┌────────

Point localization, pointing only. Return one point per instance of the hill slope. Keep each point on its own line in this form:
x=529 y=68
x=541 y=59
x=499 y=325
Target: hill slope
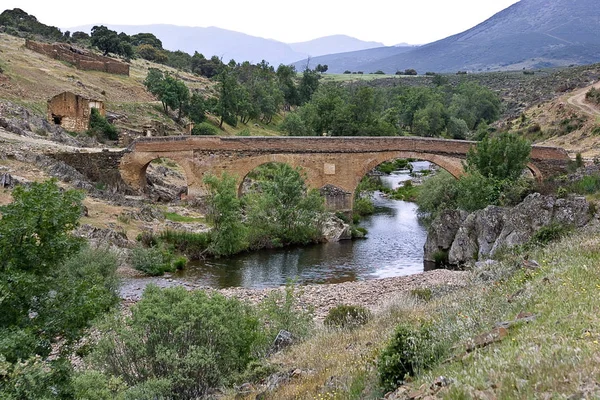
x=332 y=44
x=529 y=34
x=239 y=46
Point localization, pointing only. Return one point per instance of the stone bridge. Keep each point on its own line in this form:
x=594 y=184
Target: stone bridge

└────────
┌────────

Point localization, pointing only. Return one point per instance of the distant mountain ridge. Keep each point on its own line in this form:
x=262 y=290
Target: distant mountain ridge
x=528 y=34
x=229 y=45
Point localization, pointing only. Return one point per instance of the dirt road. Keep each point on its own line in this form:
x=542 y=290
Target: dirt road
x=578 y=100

└────────
┌────────

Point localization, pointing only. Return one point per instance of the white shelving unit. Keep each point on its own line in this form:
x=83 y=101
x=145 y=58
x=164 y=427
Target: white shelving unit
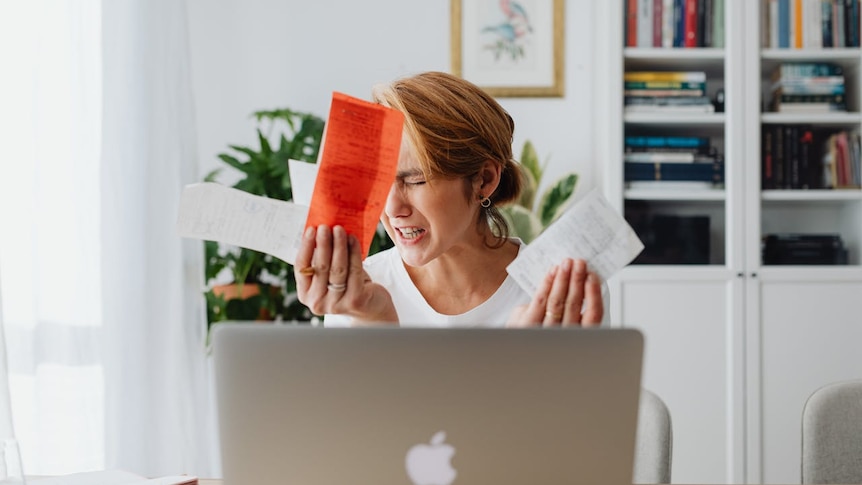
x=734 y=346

└────────

* [Task instructions]: Can you write out the material again word for word, from the line containing "of the white" through the line containing "x=734 y=346", both lines included, and leave out the pictures?

* [Answer to this problem]:
Point localization, pointing only. Return one point per instance of the white shelving unit. Keep each point on its own line in this form:
x=83 y=101
x=145 y=58
x=164 y=427
Target: white shelving unit
x=734 y=346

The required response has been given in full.